Continúa el relato sobre la jornada de navegación a partir de su última frase.

Fragmento citado -
· · · · ·
Cuando salgo a navegar quisiera que la brisa marina se llevara para siempre todos los problemas, a todos los especuladores, a los sin razón, egoístas y vengativos. Pero como por desgracia esto no puede ser, al menos volveremos con la mente más clara. Porque el mar tanto nos dio y tanto nos da. Disfrutándolo hoy como tripulantes invitados del Cuscanelles, gracias a la hospitalidad de su Capitán.
Si desde tierra muchos rincones de la costa son bellos parajes, desde el mar aún lo son más. El tiempo y las inclemencias climatológicas los han ido moldeando, dibujándole calas y bellos rincones donde disfrutar de un baño relajante lejos de las aglomeraciones de las playas.
Desde cubierta nuestros hijos, nosotros mismos, nos dejamos zambullir en las aguas cristalinas. Pequeños pececillos de colores se deslizan entre las algas del fondo. Con gafas de buceo todo parece más cerca, al alcance de nuestras manos. Y sin embargo, esos pececillos, tan diminutos, nadan tan deprisa que son inalcanzables por los niños y por nosotros. No todo es lo que parece.
· · · · ·
Material proporcionado -
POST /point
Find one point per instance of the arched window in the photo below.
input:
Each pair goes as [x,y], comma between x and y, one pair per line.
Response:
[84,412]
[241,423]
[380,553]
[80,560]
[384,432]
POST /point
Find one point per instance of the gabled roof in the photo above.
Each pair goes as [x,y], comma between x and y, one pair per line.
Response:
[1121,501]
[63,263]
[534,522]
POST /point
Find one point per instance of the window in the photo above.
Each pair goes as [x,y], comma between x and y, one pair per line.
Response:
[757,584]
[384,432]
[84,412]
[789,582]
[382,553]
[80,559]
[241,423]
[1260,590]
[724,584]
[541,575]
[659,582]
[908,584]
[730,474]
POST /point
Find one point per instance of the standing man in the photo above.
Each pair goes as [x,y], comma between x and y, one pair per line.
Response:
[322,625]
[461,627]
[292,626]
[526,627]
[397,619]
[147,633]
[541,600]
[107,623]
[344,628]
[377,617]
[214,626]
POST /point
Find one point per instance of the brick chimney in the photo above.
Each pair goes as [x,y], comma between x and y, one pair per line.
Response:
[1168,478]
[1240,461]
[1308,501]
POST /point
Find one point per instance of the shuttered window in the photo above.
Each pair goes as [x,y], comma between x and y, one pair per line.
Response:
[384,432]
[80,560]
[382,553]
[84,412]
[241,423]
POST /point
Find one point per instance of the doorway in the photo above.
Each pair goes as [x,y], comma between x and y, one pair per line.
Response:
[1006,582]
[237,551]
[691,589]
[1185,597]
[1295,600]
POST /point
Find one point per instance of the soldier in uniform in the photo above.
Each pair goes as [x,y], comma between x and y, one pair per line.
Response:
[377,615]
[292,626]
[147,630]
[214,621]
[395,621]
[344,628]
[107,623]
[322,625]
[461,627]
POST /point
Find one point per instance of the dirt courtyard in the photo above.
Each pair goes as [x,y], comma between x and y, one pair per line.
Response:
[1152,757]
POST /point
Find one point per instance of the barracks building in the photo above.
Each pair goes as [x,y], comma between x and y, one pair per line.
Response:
· · · · ·
Espacio de respuesta -
Sobre nuestras cabezas vuelan unas gaviotas que parecen más traviesas que hambrientas. Juegan con el viento, giran, revolotean y gritan. Finalmente, se dejan caer en picado sobre las olas. Poco después las vemos salir del mar con su presa en el pico. Certeras, con un asombrosa puntería. A lo lejos la luna, señorea el cielo azul con su presencia.
De regreso, las olas parece que acunan el casco del barco. Tumbados en la proa mi mujer y yo, acurrucados, adormilados, vemos a lo lejos las primeras lucecitas de las casas de la ciudad. El día declina. La costa se ha ido dorando con la puesta de sol.